Find each line below that contains the word "outline" and copy those lines out in full.

════

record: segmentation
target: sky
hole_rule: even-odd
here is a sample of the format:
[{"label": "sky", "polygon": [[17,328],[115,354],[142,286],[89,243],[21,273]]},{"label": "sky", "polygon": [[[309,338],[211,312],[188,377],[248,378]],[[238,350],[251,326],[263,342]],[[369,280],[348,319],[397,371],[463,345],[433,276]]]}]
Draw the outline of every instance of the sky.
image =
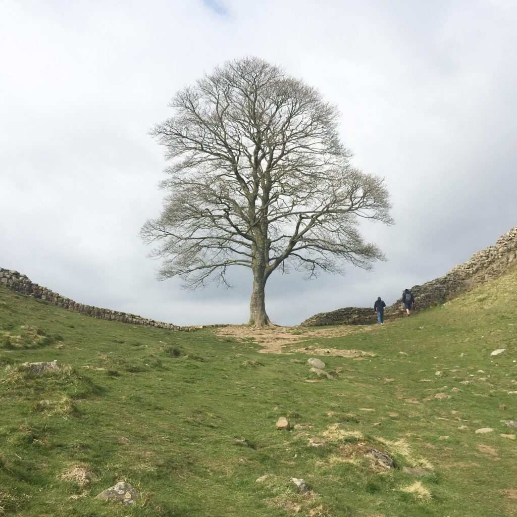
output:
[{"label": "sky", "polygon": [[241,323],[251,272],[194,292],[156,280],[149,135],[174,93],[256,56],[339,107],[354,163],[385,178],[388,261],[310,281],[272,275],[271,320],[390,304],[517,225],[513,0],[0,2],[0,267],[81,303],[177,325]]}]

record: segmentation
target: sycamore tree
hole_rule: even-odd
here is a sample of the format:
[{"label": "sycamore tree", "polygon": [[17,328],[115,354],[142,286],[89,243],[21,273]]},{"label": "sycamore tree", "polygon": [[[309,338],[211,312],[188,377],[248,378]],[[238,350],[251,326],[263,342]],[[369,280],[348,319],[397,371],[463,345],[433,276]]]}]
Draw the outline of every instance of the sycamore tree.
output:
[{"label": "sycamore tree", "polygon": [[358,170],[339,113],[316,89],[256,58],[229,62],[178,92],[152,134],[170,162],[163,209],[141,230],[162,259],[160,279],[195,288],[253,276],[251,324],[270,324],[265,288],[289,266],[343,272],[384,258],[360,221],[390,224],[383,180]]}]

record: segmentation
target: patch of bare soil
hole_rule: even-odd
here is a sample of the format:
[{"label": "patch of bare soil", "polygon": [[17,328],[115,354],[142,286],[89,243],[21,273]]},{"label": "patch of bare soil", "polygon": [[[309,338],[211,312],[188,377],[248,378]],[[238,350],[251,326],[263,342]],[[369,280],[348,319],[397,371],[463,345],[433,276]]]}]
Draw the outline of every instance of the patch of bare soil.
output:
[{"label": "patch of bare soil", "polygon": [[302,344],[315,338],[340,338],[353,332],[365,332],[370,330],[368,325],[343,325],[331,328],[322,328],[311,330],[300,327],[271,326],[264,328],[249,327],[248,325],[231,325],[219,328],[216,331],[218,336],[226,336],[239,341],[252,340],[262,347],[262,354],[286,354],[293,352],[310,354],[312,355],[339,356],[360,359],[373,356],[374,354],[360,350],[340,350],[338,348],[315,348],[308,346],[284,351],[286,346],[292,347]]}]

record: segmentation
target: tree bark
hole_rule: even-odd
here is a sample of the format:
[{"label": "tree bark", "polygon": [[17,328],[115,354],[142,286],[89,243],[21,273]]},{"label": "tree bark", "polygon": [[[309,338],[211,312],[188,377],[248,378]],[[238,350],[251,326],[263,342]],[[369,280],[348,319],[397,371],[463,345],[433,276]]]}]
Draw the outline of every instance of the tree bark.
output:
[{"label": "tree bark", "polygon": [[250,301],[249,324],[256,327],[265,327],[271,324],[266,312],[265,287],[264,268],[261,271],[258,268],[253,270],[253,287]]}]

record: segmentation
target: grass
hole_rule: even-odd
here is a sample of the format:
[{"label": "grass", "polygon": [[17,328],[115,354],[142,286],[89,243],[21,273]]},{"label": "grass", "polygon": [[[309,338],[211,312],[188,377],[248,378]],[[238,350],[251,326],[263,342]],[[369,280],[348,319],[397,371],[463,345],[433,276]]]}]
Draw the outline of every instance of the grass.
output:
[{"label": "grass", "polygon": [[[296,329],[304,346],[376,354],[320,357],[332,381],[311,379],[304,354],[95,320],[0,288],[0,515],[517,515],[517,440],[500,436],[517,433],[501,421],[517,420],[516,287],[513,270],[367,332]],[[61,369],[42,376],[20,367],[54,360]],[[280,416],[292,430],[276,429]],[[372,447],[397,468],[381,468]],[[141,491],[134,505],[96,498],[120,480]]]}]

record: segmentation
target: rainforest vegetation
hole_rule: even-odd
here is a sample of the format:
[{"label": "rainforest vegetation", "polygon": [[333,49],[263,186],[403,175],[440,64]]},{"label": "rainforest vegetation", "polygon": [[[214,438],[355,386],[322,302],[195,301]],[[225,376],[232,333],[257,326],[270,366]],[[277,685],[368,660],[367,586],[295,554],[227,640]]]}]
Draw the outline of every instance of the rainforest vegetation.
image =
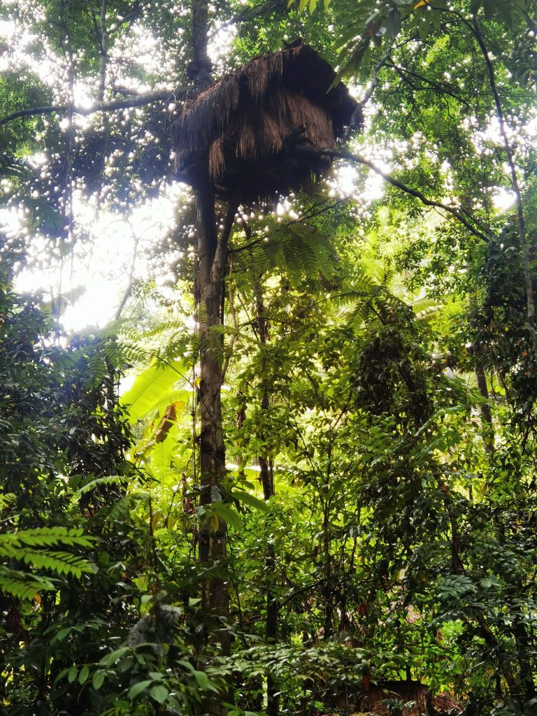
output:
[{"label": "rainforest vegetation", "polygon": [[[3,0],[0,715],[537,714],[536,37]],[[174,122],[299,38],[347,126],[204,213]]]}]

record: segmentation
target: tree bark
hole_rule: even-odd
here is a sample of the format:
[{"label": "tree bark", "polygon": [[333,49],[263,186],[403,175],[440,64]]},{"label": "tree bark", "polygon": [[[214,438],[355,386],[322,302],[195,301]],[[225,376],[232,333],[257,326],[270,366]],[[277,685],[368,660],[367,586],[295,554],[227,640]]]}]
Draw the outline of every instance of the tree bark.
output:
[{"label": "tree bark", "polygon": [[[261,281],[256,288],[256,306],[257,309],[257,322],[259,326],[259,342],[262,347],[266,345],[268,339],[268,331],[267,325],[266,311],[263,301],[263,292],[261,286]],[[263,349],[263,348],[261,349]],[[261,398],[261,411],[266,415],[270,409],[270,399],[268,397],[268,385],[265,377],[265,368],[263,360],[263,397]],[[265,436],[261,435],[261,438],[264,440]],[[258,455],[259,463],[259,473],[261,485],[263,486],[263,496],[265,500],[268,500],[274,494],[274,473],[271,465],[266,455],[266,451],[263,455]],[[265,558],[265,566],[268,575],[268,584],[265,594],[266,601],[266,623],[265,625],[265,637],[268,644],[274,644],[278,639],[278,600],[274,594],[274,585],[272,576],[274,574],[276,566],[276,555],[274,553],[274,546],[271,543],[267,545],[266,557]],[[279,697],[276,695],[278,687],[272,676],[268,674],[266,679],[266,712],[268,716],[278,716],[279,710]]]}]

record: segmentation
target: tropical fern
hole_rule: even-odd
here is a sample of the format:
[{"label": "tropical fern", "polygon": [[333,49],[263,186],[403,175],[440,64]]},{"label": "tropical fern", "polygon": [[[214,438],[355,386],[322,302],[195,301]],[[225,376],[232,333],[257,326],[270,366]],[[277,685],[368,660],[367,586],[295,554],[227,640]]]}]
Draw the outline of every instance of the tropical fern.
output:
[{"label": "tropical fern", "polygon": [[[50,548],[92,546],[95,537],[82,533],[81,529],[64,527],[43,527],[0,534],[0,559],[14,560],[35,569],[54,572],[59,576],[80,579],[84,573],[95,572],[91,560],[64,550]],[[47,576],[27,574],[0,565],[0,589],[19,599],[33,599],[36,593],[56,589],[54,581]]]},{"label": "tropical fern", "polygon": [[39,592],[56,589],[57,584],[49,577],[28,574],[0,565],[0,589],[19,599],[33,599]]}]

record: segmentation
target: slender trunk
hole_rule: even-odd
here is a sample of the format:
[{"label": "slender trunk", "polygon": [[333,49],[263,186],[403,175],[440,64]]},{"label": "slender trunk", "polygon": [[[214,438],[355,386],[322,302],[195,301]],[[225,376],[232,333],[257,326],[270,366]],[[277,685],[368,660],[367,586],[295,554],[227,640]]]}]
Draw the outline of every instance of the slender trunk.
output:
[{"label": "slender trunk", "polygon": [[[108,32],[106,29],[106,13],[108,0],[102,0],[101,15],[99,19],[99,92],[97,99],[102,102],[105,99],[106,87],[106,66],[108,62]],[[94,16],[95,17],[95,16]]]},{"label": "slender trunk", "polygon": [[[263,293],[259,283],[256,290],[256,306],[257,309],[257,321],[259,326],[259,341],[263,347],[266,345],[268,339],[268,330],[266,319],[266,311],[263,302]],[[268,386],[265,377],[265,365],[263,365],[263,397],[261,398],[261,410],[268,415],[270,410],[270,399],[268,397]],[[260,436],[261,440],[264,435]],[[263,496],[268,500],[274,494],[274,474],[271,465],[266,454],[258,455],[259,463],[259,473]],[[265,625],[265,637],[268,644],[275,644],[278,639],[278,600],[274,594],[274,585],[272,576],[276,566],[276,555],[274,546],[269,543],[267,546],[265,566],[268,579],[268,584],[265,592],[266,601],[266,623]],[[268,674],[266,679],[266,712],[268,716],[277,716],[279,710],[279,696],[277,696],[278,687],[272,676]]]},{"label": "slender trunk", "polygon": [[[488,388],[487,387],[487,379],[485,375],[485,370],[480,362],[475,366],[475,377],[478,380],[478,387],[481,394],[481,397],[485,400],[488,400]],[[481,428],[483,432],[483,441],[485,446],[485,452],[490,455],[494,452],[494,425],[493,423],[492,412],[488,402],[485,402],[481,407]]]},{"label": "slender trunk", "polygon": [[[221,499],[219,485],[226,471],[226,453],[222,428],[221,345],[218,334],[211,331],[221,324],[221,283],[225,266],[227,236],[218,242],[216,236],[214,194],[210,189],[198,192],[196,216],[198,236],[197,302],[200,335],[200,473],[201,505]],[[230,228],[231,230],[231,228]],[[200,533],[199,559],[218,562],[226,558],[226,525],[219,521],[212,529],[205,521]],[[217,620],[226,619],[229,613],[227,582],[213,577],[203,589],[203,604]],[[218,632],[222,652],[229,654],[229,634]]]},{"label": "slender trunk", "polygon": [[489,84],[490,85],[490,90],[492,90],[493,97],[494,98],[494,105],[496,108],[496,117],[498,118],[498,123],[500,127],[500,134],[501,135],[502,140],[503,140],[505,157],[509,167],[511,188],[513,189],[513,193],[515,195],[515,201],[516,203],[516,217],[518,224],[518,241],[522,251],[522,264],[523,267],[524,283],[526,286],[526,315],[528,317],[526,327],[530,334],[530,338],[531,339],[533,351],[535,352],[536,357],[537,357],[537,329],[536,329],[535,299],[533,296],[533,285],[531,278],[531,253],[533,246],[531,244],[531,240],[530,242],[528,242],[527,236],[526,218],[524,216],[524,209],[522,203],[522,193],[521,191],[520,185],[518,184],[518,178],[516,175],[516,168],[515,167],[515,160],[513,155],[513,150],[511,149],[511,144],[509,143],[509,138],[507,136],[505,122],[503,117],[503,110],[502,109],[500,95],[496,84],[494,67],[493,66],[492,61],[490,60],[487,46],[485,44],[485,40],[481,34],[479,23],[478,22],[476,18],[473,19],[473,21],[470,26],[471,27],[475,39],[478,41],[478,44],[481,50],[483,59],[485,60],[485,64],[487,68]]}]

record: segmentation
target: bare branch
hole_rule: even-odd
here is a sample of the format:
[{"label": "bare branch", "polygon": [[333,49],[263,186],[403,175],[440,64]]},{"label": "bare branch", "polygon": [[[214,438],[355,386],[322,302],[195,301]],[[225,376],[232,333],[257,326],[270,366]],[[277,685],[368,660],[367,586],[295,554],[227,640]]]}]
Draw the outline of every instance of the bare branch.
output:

════

- **Completed task**:
Draw the outline of every instance of the sky.
Draw the outline of every instance of the sycamore tree.
Draw the outline of every instance of the patch of bare soil.
Draw the outline of every instance of the tree bark.
Draw the outline of every instance of the grass.
Draw the outline of every instance of the rainforest vegetation.
Draw the outline of every instance of the tree bark.
Draw the outline of every instance of the tropical fern.
Draw the outline of every instance of the slender trunk.
Draw the outline of every instance of the bare branch.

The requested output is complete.